TEXTE FOURNI:
......
François et les migrants : ce que les critiques révèlent
Tribune du père Laurent Stalla-Bourdillon parue le 28 août 2017 sur le blog La Vie.
Les réactions, souvent désobligeantes, au message du Pape François pour la journée 2018 du migrant et du réfugié, publiée en août 2017, sont révélatrices de deux graves confusions.
La contestation essentielle porte sur la trop grande bienveillance du Pape à l’égard des migrants. Ses propos concernant les conditions de leur accueil semblent à certains totalement délirants. Contrairement aux auteurs des critiques, le Pape serait d’un angélisme naïf, à la limite dangereux, concernant l’identité réelle des migrants : ils sont étrangers (à la culture européenne) et de surcroit ils sont musulmans. Le Pape ignore la menace que l’Islam fait peser sur l’Europe : voilà son tort. Demain, le Pape sera le complice tout trouvé, des attentats que l’on nous prédit. Il n’est pas comme toutes les vraies bonnes consciences qui le critiquent, un défenseur de la supériorité culturelle de l’Europe chrétienne. Ces migrants menacent l’intégrité ethnique et religieuse de l’Europe. C’est pourquoi ces auteurs ne comprennent pas que le Pape ne soit pas le défenseur de l’Europe, telle qu’elle s’est développée dans l’histoire, produisant une culture basée sur la foi au Christ, repoussant vaillamment l’hérésie que représente l’Islam pour le Christianisme.
Ces personnes revendiquant leur identité « catholique » n’hésitent plus à annoncer que Rome tombera sous la domination de l’Islam, et que le Pape en sera responsable. En attaquant ainsi le Pape, ces personnes adressent un triste signal de division à ceux qu’ils veulent combattre. Ce n’est pas parce que Rome est en Europe et est le siège de l’Eglise catholique, que l’Eglise a pour mission d’édifier une Europe chrétienne. Ce serait là une logique de domination territoriale qui consonne avec celle que l’on présume des musulmans, soucieux d’étendre leur empire sur l’Europe et sur le monde. Nous assistons ici à une première confusion : la réduction du christianisme à une identité culturelle, à un détournement de la foi au Christ dans un rapport de force culturel et religieux. Si cela a pu exister dans l’histoire, il semble que l’Eglise soit davantage soucieuse de faire entrer l’humanité dans l’ère de la liberté de conscience et dans la responsabilité personnelle qui en découle. Rome est le lieu du martyr des apôtres Pierre et Paul, témoins de la Parole de Vie qui s’énonce dans le don de soi jusqu’au bout et par amour.
......
DÉFI 1: Quelle est la première confusion que relève la tribune sur le pape François et les migrants ?
DÉFI 2: Poursuivez la tribune sur le pape François et les migrants à partir de sa dernière phrase.
Les entrées n'interviennent en rien dans ce travail.

(Extraits d'un jeu de données d'annotation de lieux)
......
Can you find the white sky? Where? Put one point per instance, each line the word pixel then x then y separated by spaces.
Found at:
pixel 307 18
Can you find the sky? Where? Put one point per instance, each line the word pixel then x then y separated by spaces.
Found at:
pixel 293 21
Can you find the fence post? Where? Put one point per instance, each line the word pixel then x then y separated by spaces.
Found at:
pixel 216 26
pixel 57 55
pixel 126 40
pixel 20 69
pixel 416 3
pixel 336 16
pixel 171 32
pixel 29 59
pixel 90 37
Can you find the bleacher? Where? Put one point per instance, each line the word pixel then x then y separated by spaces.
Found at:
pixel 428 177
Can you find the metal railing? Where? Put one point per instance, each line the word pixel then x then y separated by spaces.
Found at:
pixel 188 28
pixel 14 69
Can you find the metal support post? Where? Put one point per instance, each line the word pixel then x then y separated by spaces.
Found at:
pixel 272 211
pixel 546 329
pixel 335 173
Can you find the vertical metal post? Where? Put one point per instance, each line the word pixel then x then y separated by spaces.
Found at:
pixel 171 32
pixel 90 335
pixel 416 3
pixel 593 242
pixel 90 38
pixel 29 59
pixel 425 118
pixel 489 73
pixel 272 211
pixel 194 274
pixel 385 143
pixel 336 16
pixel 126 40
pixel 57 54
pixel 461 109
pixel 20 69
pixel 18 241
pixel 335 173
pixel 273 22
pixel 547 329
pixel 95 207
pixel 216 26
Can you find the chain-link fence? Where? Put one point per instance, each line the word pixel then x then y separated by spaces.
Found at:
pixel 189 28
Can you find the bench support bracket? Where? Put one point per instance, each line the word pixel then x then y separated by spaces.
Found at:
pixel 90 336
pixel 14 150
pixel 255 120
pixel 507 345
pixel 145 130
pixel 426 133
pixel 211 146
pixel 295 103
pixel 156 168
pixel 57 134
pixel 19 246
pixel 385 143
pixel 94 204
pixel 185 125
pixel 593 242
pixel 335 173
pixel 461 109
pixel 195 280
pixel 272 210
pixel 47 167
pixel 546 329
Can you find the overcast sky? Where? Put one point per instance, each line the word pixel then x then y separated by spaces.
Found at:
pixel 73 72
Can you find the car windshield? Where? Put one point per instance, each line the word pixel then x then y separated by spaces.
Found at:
......
RÉPONSE ATTENDUE 1: La réduction du christianisme à une identité culturelle, c'est-à-dire un détournement de la foi au Christ dans un rapport de force culturel et religieux.

RÉPONSE ATTENDUE 2:
Sans doute faut-il redire que le christianisme n’a pas à mimer des prétentions de conquêtes géographiques comme critères de son action, de sa crédibilité. Ce n’est pas parce que l’Evangile rapporte la parole du Christ « Allez, faites de toutes les nations des disciples, les baptisant au nom du Père, du Fils et du Saint-Esprit » Matthieu 28,19, que cela indique une hégémonie territoriale à atteindre. Ce ne sont pas des nations qui sont à conquérir, mais des disciples : dans toutes les nations, faites naître des disciples ! Or, un disciple du Christ est une personne qui a compris que son humanité n’était pas encore complète et que son achèvement suppose un don de soi, une relation à l’autre et le combat permanent contre l’illusion de la possession, de la jouissance et de la puissance. Autrement dit, le Pape François est d’abord le témoin de la Parole vivante de Dieu qui donne à l’être humain d’atteindre à sa plénitude. Il a pour souci l’accomplissement de l’humanité en toute personne et non pas la protection culturelle d’une Europe dont il sait qu’elle accélère sa stérilisation en se refermant sur elle-même.
Il y a bien dans l’inquiétude de tant de personnes aujourd’hui, une relation inavouée entre l’état spirituel de l’Europe et son appartenance à une religion. Dans une Europe qui a très largement renoncée à fonder son développement intellectuel et spirituel sur la Parole de Dieu, certains reprochent à l’Eglise et à ses pasteurs, cette perte d’emprise sur les âmes. C’est oublier que la foi dans la Parole de Dieu ne se commande pas, ne s’impose pas. S’il devait apparaître que le délitement spirituel et culturel de l’Europe, assommée par l’idéologie du progrès et aveuglée sur la vocation de la nature humaine, viennent d’une apostasie silencieuse des baptisés, ce serait une prise de conscience salutaire. En attendant, s’en prendre au Pape et le rendre responsable de notre état actuel relève de l’imposture.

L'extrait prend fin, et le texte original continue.